Puoi ricopiare fedelmente il passo dell'intervista sullo spettacolo Lo straniero compreso tra "Il signor Meursault ha" e "si fa domanda?", estremi inclusi?

**ESTRATTO:**
•••

Di che cosa è colpevole questo personaggio?
Sembrerebbe più esserlo per l’indifferenza della madre morta che per l’uccisione dell’arabo. Da buon premio Nobel, Camus fa una dissertazione molto appassionante, perché cambia gli schemi. La colpevolezza del signor Meursault è data dalla sua estraneità alle norme del vivere comune. L’indagine è molto bella e viene fatta attraverso questo personaggio ordinario.
In che epoca vive il protagonista di questo spettacolo e perché è un tempo apparentemente simile al nostro?
Il signor Meursault ha un pensiero libero ma non appare in scena. L’attore Woody Neri, anche se all’inizio esce strategicamente sul palco, prende il signor Meursault come esempio e lo critica, dicendo che nessun romanzo ha cambiato la nostra vita. La conoscenza, però, ci porta in qualche modo a confrontarci con un orizzonte più ampio. Questo è il processo dello spettacolo che abbiamo portato in scena e chiamato Lo straniero. Un funerale. Le esequie sono quelle della madre, ma anche quelle metaforiche delle norme e delle regole.
Perché la narrazione nel vostro testo – completamente riadattato rispetto all’originale – si fa domanda?
Perché sono parole che salvano e l’ascolto dello spettatore è attivo. Dal mio punto di vista è la domanda che si impone. I grandi della letteratura come James Joyce o Fedor Dostoevskij mettono il lettore di fronte alla necessità degli interrogativi e così facendo lo colpiscono. Perché Camus ha continuato a parlare di questo sole come se fosse colpevole? Come mai l’indifferenza ha fatto giustiziare il signor Meursault? Perché è sempre innamorato di Maria ma ha una relazione al di là delle norme e delle regole del compagno? Nonostante tutto, lui obbedisce alle regole. Davanti al prete che lo intervista, però, si ritiene giustamente colpevole dell’uccisione dell’arabo. Non essendoci in scena il signor Meursault, l’analisi critica del romanzo fa evincere il concetto della domanda e dei tanti perché.

•••

[Estratti da dati di annotazione a punti]
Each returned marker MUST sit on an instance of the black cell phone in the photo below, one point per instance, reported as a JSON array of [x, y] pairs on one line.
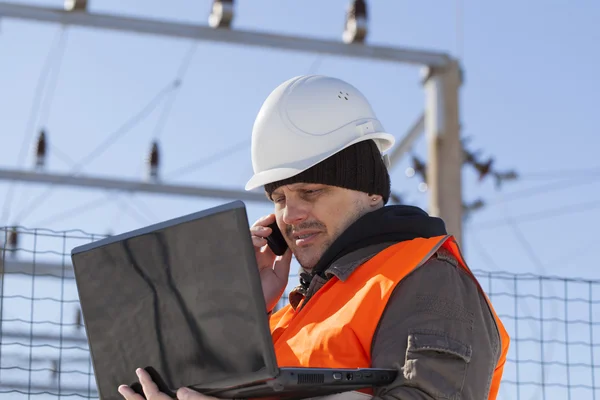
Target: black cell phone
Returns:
[[276, 241]]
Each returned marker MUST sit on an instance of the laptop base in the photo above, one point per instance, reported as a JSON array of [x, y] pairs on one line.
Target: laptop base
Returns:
[[299, 383]]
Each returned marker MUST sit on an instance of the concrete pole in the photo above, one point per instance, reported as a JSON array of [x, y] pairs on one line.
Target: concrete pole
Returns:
[[445, 156]]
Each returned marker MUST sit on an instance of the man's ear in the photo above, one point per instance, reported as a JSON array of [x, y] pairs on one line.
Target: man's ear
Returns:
[[375, 199]]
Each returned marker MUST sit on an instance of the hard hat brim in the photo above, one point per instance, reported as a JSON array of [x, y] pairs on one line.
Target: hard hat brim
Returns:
[[385, 141]]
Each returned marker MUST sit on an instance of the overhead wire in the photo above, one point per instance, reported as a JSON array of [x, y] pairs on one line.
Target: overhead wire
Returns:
[[543, 189], [101, 148], [176, 84], [38, 97], [178, 81], [541, 215], [562, 174]]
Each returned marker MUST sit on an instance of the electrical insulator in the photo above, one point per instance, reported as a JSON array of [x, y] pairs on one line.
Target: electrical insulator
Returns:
[[76, 5], [356, 27], [221, 14], [40, 150], [154, 161]]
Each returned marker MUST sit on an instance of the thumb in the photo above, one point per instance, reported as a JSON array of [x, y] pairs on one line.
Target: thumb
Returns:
[[281, 267]]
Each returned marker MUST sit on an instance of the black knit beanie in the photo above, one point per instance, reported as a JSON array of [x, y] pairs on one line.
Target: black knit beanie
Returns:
[[358, 167]]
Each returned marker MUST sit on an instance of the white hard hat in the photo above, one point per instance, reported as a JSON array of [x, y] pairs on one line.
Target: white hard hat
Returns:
[[305, 120]]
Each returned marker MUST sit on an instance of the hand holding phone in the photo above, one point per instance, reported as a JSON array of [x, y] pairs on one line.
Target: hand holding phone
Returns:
[[274, 263], [275, 240]]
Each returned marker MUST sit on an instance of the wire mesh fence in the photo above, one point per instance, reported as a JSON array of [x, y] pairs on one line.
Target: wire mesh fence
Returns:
[[553, 324]]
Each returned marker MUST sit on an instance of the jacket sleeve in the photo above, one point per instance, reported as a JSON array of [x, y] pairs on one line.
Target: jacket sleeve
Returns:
[[440, 334]]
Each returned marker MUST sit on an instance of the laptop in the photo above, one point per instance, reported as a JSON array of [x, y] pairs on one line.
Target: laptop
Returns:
[[183, 299]]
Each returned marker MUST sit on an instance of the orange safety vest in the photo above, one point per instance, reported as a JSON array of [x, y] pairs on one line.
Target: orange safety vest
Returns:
[[319, 337]]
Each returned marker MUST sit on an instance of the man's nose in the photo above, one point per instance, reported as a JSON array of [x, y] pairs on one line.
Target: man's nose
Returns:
[[295, 212]]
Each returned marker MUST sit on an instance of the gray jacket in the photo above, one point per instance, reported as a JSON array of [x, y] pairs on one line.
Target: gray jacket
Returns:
[[437, 330]]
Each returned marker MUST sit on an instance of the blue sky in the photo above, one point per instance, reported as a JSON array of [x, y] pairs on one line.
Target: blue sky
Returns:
[[529, 100]]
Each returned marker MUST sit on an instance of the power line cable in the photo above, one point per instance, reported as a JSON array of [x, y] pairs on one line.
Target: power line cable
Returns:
[[541, 215], [543, 189], [166, 111], [562, 174], [204, 162], [33, 114], [118, 134]]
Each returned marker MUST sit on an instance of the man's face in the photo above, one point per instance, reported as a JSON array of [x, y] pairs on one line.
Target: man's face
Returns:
[[312, 216]]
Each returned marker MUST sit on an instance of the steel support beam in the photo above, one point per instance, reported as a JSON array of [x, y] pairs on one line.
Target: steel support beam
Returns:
[[231, 36], [445, 155], [407, 141], [129, 185], [67, 391]]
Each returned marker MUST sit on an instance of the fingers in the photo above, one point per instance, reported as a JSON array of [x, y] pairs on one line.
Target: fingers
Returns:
[[128, 393], [264, 221], [258, 240], [148, 385]]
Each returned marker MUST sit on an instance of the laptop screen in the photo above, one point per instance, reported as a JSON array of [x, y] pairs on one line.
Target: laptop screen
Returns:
[[180, 298]]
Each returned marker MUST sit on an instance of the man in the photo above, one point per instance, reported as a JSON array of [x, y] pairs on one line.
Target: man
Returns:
[[381, 286]]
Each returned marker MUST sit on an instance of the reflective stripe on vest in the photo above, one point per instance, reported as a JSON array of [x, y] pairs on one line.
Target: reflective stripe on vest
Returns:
[[319, 336]]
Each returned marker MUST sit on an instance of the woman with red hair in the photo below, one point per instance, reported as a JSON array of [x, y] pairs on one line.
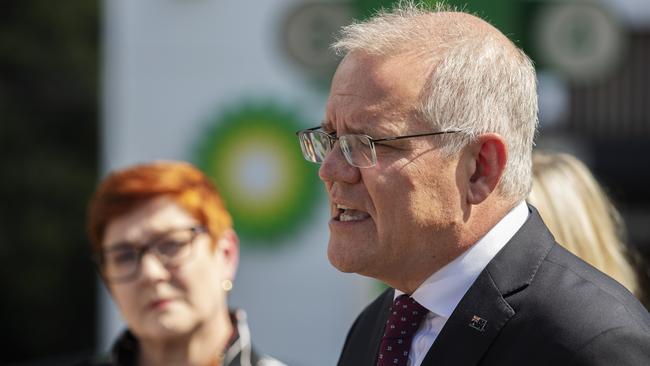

•••

**RISULTATO FINALE:**
Il signor Meursault ha un pensiero libero ma non appare in scena. L’attore Woody Neri, anche se all’inizio esce strategicamente sul palco, prende il signor Meursault come esempio e lo critica, dicendo che nessun romanzo ha cambiato la nostra vita. La conoscenza, però, ci porta in qualche modo a confrontarci con un orizzonte più ampio. Questo è il processo dello spettacolo che abbiamo portato in scena e chiamato Lo straniero. Un funerale. Le esequie sono quelle della madre, ma anche quelle metaforiche delle norme e delle regole.
Perché la narrazione nel vostro testo – completamente riadattato rispetto all’originale – si fa domanda?